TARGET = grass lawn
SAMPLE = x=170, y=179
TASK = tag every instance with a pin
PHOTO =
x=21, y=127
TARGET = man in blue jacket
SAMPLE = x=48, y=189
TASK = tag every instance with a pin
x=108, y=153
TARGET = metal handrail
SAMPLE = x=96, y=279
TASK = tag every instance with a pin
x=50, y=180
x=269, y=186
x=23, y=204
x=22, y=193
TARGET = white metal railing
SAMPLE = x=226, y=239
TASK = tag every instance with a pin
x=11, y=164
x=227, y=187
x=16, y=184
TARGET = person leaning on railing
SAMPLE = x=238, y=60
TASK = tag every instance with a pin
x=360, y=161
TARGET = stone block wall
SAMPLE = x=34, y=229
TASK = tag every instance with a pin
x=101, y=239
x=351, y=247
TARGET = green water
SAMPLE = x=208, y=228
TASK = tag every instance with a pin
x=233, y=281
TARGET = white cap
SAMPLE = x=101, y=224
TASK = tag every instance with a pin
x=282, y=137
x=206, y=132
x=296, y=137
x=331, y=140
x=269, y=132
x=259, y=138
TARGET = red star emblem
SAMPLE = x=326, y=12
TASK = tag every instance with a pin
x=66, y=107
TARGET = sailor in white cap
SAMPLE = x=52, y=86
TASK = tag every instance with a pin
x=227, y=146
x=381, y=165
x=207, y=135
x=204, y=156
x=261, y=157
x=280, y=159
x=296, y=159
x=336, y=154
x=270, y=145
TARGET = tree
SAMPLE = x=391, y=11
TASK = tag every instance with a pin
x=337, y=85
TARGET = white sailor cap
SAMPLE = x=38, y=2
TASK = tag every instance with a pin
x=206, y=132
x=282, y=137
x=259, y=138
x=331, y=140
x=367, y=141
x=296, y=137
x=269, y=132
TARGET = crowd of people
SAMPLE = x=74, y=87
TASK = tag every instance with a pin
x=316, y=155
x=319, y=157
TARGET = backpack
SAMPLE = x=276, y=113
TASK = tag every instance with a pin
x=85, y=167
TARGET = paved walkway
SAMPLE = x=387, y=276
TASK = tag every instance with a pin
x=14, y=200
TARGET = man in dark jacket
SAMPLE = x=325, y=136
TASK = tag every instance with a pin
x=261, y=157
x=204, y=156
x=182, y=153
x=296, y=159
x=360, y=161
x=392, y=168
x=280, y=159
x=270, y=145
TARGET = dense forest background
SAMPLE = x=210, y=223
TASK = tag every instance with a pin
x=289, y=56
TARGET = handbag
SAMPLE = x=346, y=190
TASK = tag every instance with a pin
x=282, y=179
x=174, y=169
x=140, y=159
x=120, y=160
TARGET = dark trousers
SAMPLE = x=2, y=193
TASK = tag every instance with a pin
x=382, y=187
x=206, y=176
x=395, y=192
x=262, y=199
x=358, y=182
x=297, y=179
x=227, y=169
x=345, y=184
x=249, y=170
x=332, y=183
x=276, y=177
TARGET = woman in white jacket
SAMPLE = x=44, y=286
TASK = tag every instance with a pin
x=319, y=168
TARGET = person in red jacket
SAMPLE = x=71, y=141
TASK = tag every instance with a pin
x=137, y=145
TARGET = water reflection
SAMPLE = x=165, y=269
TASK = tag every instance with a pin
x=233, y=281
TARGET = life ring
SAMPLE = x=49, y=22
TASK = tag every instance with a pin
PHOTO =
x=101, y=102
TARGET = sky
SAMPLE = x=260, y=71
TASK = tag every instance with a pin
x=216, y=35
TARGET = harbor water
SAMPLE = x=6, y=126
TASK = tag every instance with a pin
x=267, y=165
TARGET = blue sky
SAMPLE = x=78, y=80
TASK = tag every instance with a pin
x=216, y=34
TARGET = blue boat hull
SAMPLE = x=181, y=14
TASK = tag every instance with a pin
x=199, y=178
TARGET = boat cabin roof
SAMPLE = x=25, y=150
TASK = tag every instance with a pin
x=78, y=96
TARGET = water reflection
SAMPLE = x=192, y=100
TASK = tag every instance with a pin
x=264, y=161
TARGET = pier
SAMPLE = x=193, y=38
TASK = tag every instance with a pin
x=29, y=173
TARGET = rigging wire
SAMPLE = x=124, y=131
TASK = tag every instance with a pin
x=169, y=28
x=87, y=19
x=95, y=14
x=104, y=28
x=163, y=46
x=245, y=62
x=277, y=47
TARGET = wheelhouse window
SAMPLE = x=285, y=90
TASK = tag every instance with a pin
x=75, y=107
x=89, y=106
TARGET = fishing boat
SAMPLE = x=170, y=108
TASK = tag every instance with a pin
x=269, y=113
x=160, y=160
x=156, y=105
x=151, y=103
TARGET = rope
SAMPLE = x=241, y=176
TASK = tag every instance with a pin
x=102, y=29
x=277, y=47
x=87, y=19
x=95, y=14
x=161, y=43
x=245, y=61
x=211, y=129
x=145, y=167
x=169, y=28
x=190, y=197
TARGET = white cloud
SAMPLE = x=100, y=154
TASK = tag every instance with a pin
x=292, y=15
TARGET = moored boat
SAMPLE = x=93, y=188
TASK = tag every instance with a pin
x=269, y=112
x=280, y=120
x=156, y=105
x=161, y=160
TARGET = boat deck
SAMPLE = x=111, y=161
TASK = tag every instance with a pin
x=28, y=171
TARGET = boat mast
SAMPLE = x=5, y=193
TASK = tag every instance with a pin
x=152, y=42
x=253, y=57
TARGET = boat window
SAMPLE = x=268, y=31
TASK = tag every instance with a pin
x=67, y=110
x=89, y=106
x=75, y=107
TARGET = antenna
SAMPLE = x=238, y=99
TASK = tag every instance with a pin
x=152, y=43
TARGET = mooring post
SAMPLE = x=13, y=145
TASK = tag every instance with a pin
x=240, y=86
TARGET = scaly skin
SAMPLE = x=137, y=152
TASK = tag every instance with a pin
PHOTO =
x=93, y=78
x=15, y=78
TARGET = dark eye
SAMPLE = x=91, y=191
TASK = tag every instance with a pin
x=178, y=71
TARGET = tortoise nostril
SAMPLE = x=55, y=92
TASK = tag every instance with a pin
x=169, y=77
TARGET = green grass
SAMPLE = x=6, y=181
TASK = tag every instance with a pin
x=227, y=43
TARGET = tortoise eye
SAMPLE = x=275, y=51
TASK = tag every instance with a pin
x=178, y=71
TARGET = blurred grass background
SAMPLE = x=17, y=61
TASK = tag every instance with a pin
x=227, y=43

---------------

● WHAT THIS TASK INVOLVES:
Your output should consist solely of the lines from the beginning of the entries through the line containing "SAMPLE = x=391, y=11", reproduced exactly.

● COMPLETED EXERCISE:
TARGET = grass lawn
SAMPLE = x=170, y=179
TASK = tag every instance with a pin
PHOTO =
x=21, y=127
TARGET = man in blue jacket
SAMPLE = x=48, y=189
TASK = tag every instance with a pin
x=108, y=153
TARGET = metal handrail
SAMPLE = x=96, y=279
TASK = tag every instance with a pin
x=50, y=180
x=269, y=186
x=23, y=204
x=22, y=193
TARGET = white metal railing
SAMPLE = x=226, y=239
TASK = tag every instance with a pin
x=11, y=164
x=227, y=187
x=16, y=184
TARGET = person leaning on railing
SAMPLE = x=238, y=60
TASK = tag every instance with a pin
x=360, y=161
TARGET = stone block wall
SAMPLE = x=34, y=229
TASK = tag every instance with a pin
x=101, y=239
x=351, y=247
TARGET = green water
SAMPLE = x=208, y=228
TASK = tag every instance with a pin
x=233, y=281
TARGET = white cap
SAMPLE = x=101, y=224
TASK = tag every instance with a pin
x=282, y=137
x=206, y=132
x=296, y=137
x=331, y=140
x=269, y=132
x=259, y=138
TARGET = red star emblem
SAMPLE = x=326, y=12
TASK = tag every instance with a pin
x=66, y=107
TARGET = sailor in white cap
SAMPLE = x=52, y=86
TASK = tag every instance with a pin
x=227, y=146
x=381, y=165
x=207, y=135
x=204, y=156
x=261, y=157
x=280, y=159
x=296, y=159
x=336, y=154
x=270, y=145
TARGET = tree
SAMPLE = x=391, y=11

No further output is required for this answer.